— EXERCISE OBJECTIVE —
Revise the rows below so that every occurrence of "bounding box" is replaced with "rectangle", leaving all other text unchanged.

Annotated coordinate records
start

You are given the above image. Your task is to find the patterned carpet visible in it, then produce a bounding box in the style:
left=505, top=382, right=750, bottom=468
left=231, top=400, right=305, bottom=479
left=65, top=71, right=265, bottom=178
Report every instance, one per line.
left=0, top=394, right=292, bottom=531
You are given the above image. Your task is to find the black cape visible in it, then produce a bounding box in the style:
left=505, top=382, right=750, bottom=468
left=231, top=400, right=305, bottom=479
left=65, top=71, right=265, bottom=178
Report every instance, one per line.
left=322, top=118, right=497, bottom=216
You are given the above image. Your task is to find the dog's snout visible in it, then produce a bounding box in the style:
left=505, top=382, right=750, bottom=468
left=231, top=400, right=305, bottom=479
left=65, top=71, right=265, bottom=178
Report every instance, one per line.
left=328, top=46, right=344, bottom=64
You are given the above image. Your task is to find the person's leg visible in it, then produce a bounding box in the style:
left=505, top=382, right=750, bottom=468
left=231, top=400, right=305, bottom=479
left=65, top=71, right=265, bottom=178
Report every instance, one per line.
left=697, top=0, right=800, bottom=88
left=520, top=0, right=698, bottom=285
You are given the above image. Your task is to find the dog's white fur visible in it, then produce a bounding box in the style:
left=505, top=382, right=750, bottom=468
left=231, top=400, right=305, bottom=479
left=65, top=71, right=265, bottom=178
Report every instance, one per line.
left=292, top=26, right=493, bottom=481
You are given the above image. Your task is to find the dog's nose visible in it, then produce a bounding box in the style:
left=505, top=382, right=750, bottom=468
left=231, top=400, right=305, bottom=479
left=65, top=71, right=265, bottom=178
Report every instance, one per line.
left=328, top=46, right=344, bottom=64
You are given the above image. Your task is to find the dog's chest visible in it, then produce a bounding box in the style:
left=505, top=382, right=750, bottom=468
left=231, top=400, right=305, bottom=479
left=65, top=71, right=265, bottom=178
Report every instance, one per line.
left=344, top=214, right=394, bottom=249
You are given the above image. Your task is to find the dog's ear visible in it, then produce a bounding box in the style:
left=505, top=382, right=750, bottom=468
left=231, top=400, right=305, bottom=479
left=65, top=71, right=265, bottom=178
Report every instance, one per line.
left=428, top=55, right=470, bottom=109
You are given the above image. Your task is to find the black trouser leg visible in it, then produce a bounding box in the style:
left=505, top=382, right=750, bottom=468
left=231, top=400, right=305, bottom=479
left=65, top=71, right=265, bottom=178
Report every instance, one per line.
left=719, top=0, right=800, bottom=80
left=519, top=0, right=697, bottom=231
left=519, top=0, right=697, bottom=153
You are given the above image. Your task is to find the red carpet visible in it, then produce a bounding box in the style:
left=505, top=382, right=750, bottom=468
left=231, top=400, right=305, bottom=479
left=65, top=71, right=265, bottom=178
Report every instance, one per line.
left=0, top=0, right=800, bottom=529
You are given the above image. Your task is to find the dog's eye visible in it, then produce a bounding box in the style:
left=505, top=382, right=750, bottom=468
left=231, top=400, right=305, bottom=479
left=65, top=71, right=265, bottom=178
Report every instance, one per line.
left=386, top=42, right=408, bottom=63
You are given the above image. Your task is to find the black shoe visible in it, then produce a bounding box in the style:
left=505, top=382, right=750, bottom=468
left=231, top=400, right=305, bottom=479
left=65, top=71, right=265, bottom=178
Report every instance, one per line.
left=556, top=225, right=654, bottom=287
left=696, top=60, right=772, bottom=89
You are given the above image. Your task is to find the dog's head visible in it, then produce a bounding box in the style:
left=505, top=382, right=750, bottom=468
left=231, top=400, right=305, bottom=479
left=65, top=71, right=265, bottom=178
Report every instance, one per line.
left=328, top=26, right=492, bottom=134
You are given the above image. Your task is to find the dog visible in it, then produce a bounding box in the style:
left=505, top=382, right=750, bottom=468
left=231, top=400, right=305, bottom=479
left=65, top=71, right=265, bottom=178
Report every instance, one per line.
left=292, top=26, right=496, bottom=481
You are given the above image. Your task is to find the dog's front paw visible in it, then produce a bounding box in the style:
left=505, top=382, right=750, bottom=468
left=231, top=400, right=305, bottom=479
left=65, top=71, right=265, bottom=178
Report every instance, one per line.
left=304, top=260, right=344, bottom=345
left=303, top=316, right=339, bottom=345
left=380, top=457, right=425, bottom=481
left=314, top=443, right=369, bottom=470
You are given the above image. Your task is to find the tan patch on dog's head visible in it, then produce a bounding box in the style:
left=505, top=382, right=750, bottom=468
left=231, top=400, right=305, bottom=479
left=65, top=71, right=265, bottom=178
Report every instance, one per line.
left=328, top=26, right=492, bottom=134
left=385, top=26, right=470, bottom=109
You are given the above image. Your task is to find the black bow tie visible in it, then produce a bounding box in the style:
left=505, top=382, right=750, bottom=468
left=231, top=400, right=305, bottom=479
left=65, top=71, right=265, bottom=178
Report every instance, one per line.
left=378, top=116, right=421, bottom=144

end

— IN RESPONSE —
You are given the above image. Your task is to find the patterned carpet visible in it, then produce a rectangle in the style:
left=505, top=382, right=750, bottom=468
left=231, top=400, right=305, bottom=479
left=65, top=71, right=265, bottom=178
Report every instance, one per line.
left=0, top=394, right=292, bottom=531
You are given the above image. Your task is to find the black cape visible in it, then produce a rectangle in the style:
left=505, top=382, right=750, bottom=468
left=231, top=400, right=305, bottom=479
left=65, top=71, right=265, bottom=178
Report every instance, one per line.
left=322, top=118, right=497, bottom=216
You are given the above image. Your task is to find the dog's snout visible in it, then produce a rectangle in the style:
left=505, top=382, right=750, bottom=468
left=231, top=400, right=305, bottom=479
left=65, top=71, right=265, bottom=178
Report every instance, one per line.
left=328, top=46, right=344, bottom=64
You are given the above image. Your task is to find the person's leg visible in it, then produce a rectangle in the style:
left=505, top=382, right=750, bottom=468
left=231, top=400, right=305, bottom=479
left=65, top=71, right=265, bottom=178
Report every instance, one per line.
left=697, top=0, right=800, bottom=88
left=520, top=0, right=698, bottom=285
You are given the above image. Your task is to find the dog's white fur visible in it, then produce a rectangle in the style:
left=505, top=382, right=750, bottom=468
left=231, top=400, right=305, bottom=479
left=65, top=71, right=265, bottom=178
Report every instance, one per line.
left=292, top=26, right=493, bottom=481
You are given the above image. Your task is to find the dog's nose visible in it, then produce a rectangle in the style:
left=505, top=382, right=750, bottom=468
left=231, top=400, right=305, bottom=479
left=65, top=71, right=265, bottom=178
Report every instance, one per line.
left=328, top=46, right=344, bottom=64
You are given the above image. Your task is to find the dog's chest visible in it, then produce a rectangle in the style:
left=505, top=382, right=750, bottom=468
left=231, top=400, right=305, bottom=479
left=65, top=71, right=265, bottom=178
Report every instance, one per line.
left=344, top=214, right=394, bottom=249
You are given the above image. Your task is to find the dog's ear visible in it, then produce a rectangle in the style:
left=505, top=382, right=750, bottom=468
left=231, top=400, right=305, bottom=479
left=65, top=71, right=265, bottom=178
Report every instance, one per line.
left=428, top=55, right=470, bottom=109
You are given the above image. Your task is to find the black trouser leg visible in it, then produce a rectangle in the style:
left=505, top=382, right=750, bottom=468
left=231, top=400, right=305, bottom=479
left=65, top=71, right=265, bottom=178
Report every instance, one per line.
left=719, top=0, right=800, bottom=80
left=519, top=0, right=697, bottom=231
left=519, top=0, right=697, bottom=153
You are given the above image. Your task is to find the red carpet visible in it, then produce a rectangle in the style:
left=505, top=382, right=750, bottom=468
left=231, top=400, right=305, bottom=479
left=65, top=71, right=265, bottom=178
Report every instance, one per line.
left=0, top=0, right=800, bottom=529
You are given the above image. Your task is to find the dog's eye visible in it, then produce a rectangle in the style:
left=505, top=382, right=750, bottom=468
left=231, top=400, right=305, bottom=479
left=65, top=71, right=265, bottom=178
Report every instance, one per line.
left=386, top=42, right=408, bottom=63
You are given the above image. Your task is to find the black shoe visible in it, then produce a rectangle in the style:
left=505, top=382, right=750, bottom=468
left=231, top=400, right=305, bottom=479
left=65, top=71, right=265, bottom=178
Report every instance, one per line.
left=556, top=225, right=654, bottom=287
left=696, top=60, right=772, bottom=89
You are given the above image. Your task is to find the dog's head visible in it, then produce a rectangle in the style:
left=505, top=382, right=750, bottom=468
left=231, top=400, right=305, bottom=479
left=65, top=71, right=265, bottom=178
Report every instance, one per line.
left=328, top=26, right=492, bottom=134
You are given the above image. Your task is to find the dog visible in it, then produce a rectangle in the style:
left=505, top=382, right=750, bottom=468
left=231, top=400, right=305, bottom=479
left=65, top=71, right=265, bottom=178
Report every instance, one per line.
left=292, top=26, right=496, bottom=481
You are given the above image. Your task is to find the dog's front paw visible in it, then produce a rectangle in the style:
left=505, top=382, right=750, bottom=468
left=231, top=400, right=305, bottom=479
left=65, top=71, right=265, bottom=178
Report every instance, one per line.
left=304, top=260, right=344, bottom=345
left=303, top=316, right=339, bottom=345
left=380, top=457, right=425, bottom=481
left=314, top=443, right=369, bottom=470
You are given the above image. Your task is to find the tan patch on dog's head visible in it, then produce a rectangle in the style:
left=505, top=382, right=750, bottom=468
left=231, top=400, right=305, bottom=479
left=65, top=71, right=265, bottom=178
Report every instance, one per line.
left=328, top=26, right=492, bottom=134
left=385, top=26, right=470, bottom=109
You are given the above image. Your task is to find the black bow tie visible in it, then produce a rectangle in the style:
left=505, top=382, right=750, bottom=468
left=231, top=400, right=305, bottom=479
left=65, top=71, right=265, bottom=178
Report every instance, one per line.
left=378, top=116, right=421, bottom=144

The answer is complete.